For those who may not know, Ramsey is a devout Christian and a financial guru. He has written quite a few bestsellers on personal finance. I liked his approach to trying to minimize debt to the best of your ability. Ideally, you should not have debt at all (except maybe the house) and if you do, then you must try to get rid of it as fast as possible. In Islam, we are also taught to avoid debt to the best of our ability. It is reported that the Prophet Muhammad (pbuh) used to seek refuge with Allah from debt and sin. Once, one of his companions asked why that was the case and he replied, “Whoever gets into debt speaks and lies, and makes a promise and breaks it” [Nas’ai]. In another narration, it is reported that he said, “The soul of the deceased believer remains pending on account of the debt till it (the debt) is repayed” [Tirmidhi].
Ramsey has a whole detailed chapter discussing debt and how awful it is. He is not in favor of it at all and argues, quite convincingly, that you should never borrow money unless it is absolutely necessary. If you can’t afford it, then don’t buy it, which is a pretty solid philosophy. The only exception he makes is for a house mortgage and even that for 15 years fixed and never 30. So if you can’t pay for a house in 15 years, then don’t buy it. This means if you end up getting a smaller house and not your ideal because you can’t pay it off in 15 years, then so be it. The objective is to get out of the slavery of debt as soon as possible. Moreover, the faster you pay off the mortgage, the less you will be paying over time in profit to the mortgage company. This applies to Islamic finance options as well.
He is also not in favor of using credit cards. In fact, he suggests to just cut them up and throw them out, because people can’t control themselves when they know they have a credit line plus there has developed a cultural acceptance of living off credit card debt in America. For us Muslims, this shouldn’t be that big of a deal since paying or charging interest incurred due to debt is strictly forbidden in Islam. It is seen as a form of oppression where the rich take advantage of the poor. Lending is seen as a form of charity in Islam where the one who has a lot is helping the one who does not. In other words, Muslims should not be living off of credit debt in the first place. You should only buy things if you have the money to afford them, otherwise, it is regarded as wasteful.
He provides a seven step plan to overcome financial instability and become a “financial superbody”. He terms them “baby steps” because you do them in order. You don’t move to the next step before completing the one before it. Throughout the book, he stresses that this is the only formula that he knows works because he’s tried and failed multiple times with other methods. This is the formula that he himself has used for his own life. It’s very practical advice, as you will see below insha’Allah, and makes a lot of sense.
I have summarized his steps below but I would highly suggest purchasing the book and reading it through for further details, inspiration, great success stories, and quite a bit of humor. Before I get to the steps, it is important understand two points. First, the book assumes that you are willing to change your habits and way of life. Winning at money is 80% behavior and 20% head knowledge, Ramsey argues. So if you are not willing to make sacrifices and change bad spending/saving habits to cure your financial sickness, then no advice will do you any good. Secondly, Ramsey, like so many other experts on personal finance, emphasizes four main actions that must happen for a person to have control over his/her finances:
- Live below your means
- Stop living off of credit cards, thereby, deepening your debt. If you go to a store and see something you cannot pay in cash within a month, then don’t buy it.

● Excerpted data:
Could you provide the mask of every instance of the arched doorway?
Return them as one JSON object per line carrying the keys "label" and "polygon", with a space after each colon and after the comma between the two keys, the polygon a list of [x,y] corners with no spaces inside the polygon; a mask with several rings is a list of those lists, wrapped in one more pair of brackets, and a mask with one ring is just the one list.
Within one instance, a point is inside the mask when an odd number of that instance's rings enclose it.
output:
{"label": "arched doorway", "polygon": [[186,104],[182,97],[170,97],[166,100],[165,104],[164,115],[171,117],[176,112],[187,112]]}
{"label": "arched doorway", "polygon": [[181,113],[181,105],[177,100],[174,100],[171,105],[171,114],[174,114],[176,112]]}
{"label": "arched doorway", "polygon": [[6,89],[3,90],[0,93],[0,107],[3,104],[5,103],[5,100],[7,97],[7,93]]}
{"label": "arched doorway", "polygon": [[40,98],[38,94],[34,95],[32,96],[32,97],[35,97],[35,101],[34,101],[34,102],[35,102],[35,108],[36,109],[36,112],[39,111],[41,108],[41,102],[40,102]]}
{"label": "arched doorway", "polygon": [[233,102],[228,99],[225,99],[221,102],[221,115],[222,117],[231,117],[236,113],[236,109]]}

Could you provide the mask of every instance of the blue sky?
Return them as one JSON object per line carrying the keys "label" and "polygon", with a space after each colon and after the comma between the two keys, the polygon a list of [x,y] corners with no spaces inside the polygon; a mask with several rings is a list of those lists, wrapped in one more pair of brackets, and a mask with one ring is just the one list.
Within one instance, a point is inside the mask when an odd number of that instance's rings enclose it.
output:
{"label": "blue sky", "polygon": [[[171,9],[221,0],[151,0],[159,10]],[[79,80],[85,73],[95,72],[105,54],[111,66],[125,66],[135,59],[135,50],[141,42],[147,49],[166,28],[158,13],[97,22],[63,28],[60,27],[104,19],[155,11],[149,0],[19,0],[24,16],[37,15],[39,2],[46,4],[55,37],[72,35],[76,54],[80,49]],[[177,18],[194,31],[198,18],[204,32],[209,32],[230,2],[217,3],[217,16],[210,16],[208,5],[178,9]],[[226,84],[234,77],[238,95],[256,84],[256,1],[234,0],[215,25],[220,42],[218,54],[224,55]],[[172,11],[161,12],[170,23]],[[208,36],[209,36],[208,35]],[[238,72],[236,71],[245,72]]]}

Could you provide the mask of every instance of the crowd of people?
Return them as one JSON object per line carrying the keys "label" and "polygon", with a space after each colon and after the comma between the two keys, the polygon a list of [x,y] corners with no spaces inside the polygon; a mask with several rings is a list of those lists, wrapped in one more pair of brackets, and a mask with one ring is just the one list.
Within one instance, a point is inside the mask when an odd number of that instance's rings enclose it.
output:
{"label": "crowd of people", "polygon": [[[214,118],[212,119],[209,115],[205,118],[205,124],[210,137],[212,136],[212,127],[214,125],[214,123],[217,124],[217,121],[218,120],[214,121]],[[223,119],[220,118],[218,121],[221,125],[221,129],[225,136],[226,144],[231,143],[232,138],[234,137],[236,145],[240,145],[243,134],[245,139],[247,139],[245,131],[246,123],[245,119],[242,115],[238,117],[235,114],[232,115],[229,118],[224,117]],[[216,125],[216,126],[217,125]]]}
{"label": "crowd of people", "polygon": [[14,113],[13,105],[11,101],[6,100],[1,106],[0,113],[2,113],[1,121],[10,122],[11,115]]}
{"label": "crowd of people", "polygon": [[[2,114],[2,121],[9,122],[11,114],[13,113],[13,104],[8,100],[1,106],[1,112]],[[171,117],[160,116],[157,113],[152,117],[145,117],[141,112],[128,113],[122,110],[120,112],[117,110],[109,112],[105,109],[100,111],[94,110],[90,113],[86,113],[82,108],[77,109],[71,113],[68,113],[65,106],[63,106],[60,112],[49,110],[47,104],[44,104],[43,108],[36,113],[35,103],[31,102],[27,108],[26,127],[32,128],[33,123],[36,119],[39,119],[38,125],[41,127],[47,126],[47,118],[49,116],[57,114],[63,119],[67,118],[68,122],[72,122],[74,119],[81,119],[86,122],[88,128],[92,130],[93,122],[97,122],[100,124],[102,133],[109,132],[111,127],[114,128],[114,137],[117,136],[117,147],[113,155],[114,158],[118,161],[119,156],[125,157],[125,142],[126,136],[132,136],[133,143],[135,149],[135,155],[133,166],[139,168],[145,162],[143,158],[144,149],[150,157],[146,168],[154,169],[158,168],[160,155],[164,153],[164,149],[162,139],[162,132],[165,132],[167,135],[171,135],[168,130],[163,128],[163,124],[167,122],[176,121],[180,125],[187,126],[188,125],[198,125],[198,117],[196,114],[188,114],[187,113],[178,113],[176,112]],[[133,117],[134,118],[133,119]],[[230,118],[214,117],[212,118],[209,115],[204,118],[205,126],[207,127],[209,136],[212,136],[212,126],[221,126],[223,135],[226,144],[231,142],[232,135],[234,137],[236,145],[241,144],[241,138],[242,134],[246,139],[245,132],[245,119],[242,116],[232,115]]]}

● The task:
Reproduce the passage on Ramsey's debt advice word for word, from "Ramsey has a" up to and including "options as well.". The rows have no connection to the passage on Ramsey's debt advice.

● Your solution:
Ramsey has a whole detailed chapter discussing debt and how awful it is. He is not in favor of it at all and argues, quite convincingly, that you should never borrow money unless it is absolutely necessary. If you can’t afford it, then don’t buy it, which is a pretty solid philosophy. The only exception he makes is for a house mortgage and even that for 15 years fixed and never 30. So if you can’t pay for a house in 15 years, then don’t buy it. This means if you end up getting a smaller house and not your ideal because you can’t pay it off in 15 years, then so be it. The objective is to get out of the slavery of debt as soon as possible. Moreover, the faster you pay off the mortgage, the less you will be paying over time in profit to the mortgage company. This applies to Islamic finance options as well.